** READING TEXT **

------------------------------------

In the food-processing industry, meanwhile, the LTMS is being lined up to support specialist coating applications on a range of foodstuffs. A case in point is the wax coatings that packing-houses apply to citrus fruits – typically to prolong the shelf-life and enhance the visual appeal of the fruit, also to act as a carrier for antifungal agents. “It’s a balancing act,” says Scargle. “The LTMS can be used to make sure concentration levels are within a certain tolerance to meet health and safety requirements, while high enough to maintain a level of effectiveness.”
Another use-case is the application of pesticides to food crops. Before a pesticide mix is applied in the field, for example, the LTMS is able to verify that the concentration falls within a window of acceptance to meet statutory safety guidelines. “Equally important,” adds Scargle, “the LTMS can be used to check the rinse water after the pesticide storage tank is cleaned, ensuring there are no unwanted residuals left behind that may end up being sprayed on crops later.”
Benefits and efficiencies
When it comes to customer upside, one of the big advantages of the LTMS is in-line deployment – a feature that makes it possible to more readily address quality issues as they occur. Consider an aluminium anodization coating tank, the electrolytes of which need to be analysed versus pass/fail criteria on a regular basis. Traditionally that testing has relied on expensive analytical equipment – for example, high-performance liquid chromatography (HPLC) – in a central laboratory (or more often an offsite testing facility for smaller contract manufacturers).

------------------------------------

** PROVIDED MATERIAL **
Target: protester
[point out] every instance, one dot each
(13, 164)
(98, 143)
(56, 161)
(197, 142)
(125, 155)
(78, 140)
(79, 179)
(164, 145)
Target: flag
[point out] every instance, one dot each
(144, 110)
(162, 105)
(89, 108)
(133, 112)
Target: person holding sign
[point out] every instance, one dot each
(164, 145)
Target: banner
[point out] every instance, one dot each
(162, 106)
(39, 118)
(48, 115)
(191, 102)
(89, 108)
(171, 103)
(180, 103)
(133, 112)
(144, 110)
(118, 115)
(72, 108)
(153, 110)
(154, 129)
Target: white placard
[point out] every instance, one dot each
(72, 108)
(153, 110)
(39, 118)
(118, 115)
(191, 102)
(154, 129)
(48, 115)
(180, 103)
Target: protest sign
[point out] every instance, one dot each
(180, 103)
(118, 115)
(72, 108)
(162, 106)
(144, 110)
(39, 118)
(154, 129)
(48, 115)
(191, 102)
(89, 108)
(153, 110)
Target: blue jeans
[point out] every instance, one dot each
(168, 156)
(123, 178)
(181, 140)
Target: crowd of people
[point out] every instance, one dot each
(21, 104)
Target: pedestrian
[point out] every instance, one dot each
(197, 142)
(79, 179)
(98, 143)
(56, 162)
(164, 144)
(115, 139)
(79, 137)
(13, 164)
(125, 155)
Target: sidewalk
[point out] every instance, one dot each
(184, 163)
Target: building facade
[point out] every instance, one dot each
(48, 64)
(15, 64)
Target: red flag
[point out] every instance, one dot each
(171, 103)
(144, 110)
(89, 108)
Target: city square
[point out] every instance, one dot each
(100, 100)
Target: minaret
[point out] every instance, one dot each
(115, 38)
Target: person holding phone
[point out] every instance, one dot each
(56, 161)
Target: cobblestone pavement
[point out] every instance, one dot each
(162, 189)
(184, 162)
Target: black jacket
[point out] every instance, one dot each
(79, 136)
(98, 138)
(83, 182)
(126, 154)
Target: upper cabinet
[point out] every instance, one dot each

------------------------------------

Extend the LTMS article from its last sentence.

All of which is time-consuming, manually intensive and can mean significant process downtime while the results are pending. “The LTMS essentially eliminates that whole walk-to-lab workflow,” says Lu Luo, sales director at Ocean Insight and head of the company’s development facility in Rochester, New York. “It’s about the benefits of real-time, in-line diagnostics – the workflow and resource efficiencies plus greater process uptime – versus manually intensive and centralized lab testing.” What’s more, the LTMS workflow is such that scientific staff are no longer tied up on routine quality-control tasks. “It’s a portable unit and can be operated from a user-friendly interface by a technician,” Luo adds.
Another notable feature of the LTMS is the innovative use of machine-learning technology. Each customer gets a tailored system that’s “trained” for their specific optical sensing applications versus a number of chemical solutions. “The machine-learning models provide a direct answer on solution concentrations for pass–fail manufacturing decisions – either on the technician’s display or sent digitally to a central manufacturing execution system,” says Luo.
It’s a neat innovation that comes with in-built scalability. “Customers can step-and-repeat for different liquids and coating solutions, training new machine-learning models as they go and growing their database of models,” Luo adds.
Ultimately, the LTMS represents a further signal of intent from Ocean Insight as it seeks to reinforce its credentials as the “Applied Spectral Knowledge Company” across the photonics value chain – optical components, systems, software and industrial solutions. “We are a global optical solutions company – helping research customers to unlock new scientific insights and industry customers to deliver new commercial opportunities,” notes Scargle.
“Our scientists and engineers create value in all sorts of ways,” he concludes, “whether that’s feasibility testing through our lab services group; machine-learning advances from our Ocean Intelligence group; or custom product development in our solutions engineering team.”